• **DATA ENTRIES**:
■ ■ ■ ■

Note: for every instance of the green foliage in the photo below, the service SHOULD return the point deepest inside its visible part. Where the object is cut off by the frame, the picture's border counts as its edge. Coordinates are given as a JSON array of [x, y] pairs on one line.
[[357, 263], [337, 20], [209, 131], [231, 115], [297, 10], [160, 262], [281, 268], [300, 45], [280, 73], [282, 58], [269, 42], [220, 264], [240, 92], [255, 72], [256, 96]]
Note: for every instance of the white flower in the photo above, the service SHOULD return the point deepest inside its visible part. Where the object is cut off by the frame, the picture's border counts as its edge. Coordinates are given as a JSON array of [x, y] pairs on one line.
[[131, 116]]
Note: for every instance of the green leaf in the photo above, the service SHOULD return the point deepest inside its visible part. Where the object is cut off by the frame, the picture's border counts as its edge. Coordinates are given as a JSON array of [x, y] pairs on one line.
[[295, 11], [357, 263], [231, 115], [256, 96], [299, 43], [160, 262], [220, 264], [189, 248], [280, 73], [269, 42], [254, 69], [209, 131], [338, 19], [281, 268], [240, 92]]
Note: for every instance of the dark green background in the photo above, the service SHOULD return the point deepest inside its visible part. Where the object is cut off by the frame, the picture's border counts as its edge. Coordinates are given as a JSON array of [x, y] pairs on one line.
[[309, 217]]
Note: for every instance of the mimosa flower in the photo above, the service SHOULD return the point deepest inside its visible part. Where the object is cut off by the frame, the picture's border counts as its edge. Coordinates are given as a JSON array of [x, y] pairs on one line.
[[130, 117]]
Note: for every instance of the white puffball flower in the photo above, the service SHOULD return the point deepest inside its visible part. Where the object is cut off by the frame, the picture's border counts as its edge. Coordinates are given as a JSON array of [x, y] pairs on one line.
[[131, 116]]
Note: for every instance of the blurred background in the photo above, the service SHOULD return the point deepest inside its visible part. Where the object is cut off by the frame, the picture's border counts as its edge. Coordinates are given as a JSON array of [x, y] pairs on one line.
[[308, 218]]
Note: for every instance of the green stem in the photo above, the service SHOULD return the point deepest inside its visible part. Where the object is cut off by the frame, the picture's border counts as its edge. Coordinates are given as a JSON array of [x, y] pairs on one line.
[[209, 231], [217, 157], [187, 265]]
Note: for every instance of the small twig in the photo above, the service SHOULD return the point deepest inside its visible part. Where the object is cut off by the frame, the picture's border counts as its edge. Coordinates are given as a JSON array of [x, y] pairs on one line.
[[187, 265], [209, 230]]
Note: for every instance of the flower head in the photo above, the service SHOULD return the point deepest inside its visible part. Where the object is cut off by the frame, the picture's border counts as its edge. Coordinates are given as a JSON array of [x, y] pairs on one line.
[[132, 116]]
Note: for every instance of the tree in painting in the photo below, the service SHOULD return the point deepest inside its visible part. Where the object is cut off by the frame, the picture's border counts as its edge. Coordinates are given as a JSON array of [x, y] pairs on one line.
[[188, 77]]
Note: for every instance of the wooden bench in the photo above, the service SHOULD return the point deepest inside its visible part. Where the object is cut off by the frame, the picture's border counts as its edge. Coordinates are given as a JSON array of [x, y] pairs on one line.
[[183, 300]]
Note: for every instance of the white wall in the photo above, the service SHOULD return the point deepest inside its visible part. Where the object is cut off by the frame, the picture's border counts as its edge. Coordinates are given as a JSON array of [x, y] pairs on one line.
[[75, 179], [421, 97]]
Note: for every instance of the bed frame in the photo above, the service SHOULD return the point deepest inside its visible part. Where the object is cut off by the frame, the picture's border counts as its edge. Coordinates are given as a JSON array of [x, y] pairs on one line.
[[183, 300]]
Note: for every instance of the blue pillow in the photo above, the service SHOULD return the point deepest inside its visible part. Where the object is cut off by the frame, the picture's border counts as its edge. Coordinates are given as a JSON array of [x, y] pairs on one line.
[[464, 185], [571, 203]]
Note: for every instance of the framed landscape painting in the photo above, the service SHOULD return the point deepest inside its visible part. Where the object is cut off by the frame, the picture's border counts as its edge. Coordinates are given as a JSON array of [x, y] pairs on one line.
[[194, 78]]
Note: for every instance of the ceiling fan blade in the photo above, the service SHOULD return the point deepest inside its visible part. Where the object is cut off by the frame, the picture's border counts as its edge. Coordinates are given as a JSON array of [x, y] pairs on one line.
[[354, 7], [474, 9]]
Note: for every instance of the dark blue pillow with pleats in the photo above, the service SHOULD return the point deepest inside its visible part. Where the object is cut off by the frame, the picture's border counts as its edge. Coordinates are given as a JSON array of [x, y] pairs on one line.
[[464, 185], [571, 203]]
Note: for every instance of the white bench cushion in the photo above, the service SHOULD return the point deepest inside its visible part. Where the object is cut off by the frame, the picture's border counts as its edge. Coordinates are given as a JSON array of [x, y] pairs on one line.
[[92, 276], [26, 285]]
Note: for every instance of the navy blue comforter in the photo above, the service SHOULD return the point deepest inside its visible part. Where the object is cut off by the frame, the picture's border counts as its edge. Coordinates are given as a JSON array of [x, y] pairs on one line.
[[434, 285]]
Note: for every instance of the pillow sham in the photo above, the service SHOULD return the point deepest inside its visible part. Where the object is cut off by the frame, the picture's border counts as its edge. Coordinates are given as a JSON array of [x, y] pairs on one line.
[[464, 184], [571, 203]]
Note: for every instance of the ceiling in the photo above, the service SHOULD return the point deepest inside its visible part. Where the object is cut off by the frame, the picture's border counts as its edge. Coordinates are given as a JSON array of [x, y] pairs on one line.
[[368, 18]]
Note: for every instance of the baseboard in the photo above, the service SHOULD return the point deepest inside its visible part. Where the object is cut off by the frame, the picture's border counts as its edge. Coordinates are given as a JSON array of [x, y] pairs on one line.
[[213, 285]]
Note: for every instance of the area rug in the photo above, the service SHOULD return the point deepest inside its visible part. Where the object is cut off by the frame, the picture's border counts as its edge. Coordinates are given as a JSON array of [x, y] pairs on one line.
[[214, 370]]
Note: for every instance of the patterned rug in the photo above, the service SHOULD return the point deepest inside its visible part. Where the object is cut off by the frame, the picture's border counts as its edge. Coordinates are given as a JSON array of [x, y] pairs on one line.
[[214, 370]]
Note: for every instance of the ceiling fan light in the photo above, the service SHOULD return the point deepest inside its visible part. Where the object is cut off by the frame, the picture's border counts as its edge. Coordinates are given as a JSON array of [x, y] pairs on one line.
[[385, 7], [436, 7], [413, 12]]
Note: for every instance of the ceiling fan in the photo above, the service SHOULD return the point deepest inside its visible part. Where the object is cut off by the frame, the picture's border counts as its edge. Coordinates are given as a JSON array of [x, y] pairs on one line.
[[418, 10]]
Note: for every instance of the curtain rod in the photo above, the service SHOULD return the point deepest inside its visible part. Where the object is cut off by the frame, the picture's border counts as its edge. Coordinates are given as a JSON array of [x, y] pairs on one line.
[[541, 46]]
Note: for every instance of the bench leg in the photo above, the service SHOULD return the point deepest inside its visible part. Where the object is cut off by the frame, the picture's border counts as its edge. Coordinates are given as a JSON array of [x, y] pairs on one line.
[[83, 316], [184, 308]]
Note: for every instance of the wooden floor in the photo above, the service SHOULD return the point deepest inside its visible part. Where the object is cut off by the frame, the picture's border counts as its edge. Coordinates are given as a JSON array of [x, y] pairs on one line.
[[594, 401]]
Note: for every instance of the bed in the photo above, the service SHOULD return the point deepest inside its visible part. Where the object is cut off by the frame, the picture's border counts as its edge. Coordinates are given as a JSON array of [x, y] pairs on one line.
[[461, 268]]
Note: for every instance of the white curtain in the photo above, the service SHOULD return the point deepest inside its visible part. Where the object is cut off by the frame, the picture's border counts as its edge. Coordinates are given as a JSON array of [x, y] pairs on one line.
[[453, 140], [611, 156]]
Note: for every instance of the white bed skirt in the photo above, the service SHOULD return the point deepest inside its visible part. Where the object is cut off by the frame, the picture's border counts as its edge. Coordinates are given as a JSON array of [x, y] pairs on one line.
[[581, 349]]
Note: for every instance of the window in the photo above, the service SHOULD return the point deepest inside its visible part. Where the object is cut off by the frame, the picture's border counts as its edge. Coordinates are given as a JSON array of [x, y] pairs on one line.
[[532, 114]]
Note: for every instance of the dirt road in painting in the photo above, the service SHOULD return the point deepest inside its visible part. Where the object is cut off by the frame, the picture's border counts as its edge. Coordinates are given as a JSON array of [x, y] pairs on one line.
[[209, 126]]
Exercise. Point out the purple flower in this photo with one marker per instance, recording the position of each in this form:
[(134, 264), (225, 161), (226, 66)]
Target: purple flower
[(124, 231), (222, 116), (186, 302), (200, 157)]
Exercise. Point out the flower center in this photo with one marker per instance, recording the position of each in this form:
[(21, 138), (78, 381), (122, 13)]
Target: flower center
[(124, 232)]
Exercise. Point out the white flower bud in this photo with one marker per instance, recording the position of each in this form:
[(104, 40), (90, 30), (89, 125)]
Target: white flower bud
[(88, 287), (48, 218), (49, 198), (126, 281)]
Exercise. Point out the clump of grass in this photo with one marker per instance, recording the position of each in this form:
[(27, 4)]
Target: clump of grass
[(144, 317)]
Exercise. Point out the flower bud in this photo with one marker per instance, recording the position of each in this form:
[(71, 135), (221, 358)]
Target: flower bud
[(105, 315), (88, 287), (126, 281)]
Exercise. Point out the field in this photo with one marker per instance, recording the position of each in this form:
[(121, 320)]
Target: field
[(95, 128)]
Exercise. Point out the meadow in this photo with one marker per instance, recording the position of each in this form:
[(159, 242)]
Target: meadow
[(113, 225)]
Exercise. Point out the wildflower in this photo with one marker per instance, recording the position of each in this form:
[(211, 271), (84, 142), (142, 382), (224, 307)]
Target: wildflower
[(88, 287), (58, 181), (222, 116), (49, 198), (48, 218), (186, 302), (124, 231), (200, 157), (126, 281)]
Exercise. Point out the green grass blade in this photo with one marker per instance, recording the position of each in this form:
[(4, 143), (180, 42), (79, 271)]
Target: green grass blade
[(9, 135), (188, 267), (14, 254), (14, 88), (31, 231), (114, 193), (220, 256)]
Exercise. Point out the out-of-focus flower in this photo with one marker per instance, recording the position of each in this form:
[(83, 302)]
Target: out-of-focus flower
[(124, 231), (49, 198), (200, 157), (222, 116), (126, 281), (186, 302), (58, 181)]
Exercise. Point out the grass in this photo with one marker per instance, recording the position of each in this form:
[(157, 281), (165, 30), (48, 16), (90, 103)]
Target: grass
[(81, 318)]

■ ■ ■ ■

• **DESCRIPTION OF THE TASK**: Please arrange the lines of the records as a Markdown table with the columns Row and Line, starting at the line that contains "Exercise. Point out the purple" and ending at the line that contains "157), (126, 281)]", both included. Number the rows in order and leave out any blank lines.

• **FULL OUTPUT**:
| Row | Line |
|---|---|
| 1 | Exercise. Point out the purple flower in this photo with one marker per instance, recording the position of each in this form: |
| 2 | [(134, 264), (225, 161), (226, 66)] |
| 3 | Target: purple flower |
| 4 | [(124, 231), (222, 116), (186, 302), (200, 157)] |
| 5 | Exercise. Point out the flower center in this photo with one marker per instance, recording the position of each in this form: |
| 6 | [(21, 138), (78, 381), (122, 13)] |
| 7 | Target: flower center |
| 8 | [(124, 232)] |
| 9 | Exercise. Point out the white flower bud in this photo with one marker per instance, recording the position of each in this form: |
| 10 | [(104, 40), (90, 30), (89, 125)] |
| 11 | Target: white flower bud |
| 12 | [(88, 287), (48, 218), (49, 198), (126, 281)] |
| 13 | Exercise. Point out the clump of grass in this photo with one marker per instance, recording the position of each in this form: |
| 14 | [(27, 4)] |
| 15 | Target: clump of grass |
| 16 | [(144, 317)] |
| 17 | Exercise. Point out the flower bud in this photo with one marker per instance, recording the position of each in this form: |
| 18 | [(71, 135), (221, 358)] |
| 19 | Target: flower bud |
| 20 | [(105, 315), (88, 287), (126, 281)] |
| 21 | Exercise. Point out the field in this photo with one marker per instance, recording the position of each in this form: |
| 22 | [(121, 320)] |
| 23 | Target: field |
| 24 | [(95, 128)] |
| 25 | Exercise. Point out the meadow in this photo with one marker per instance, recording the position of each in this form: |
| 26 | [(159, 242)] |
| 27 | Target: meadow |
| 28 | [(113, 225)] |
| 29 | Exercise. Point out the wildflower in this photo with one marker per instance, recording the position of each in this form: |
| 30 | [(211, 271), (84, 142), (142, 382), (224, 307)] |
| 31 | Target: wildflower |
| 32 | [(88, 287), (58, 181), (222, 116), (49, 198), (48, 218), (186, 302), (124, 231), (200, 157), (126, 281)] |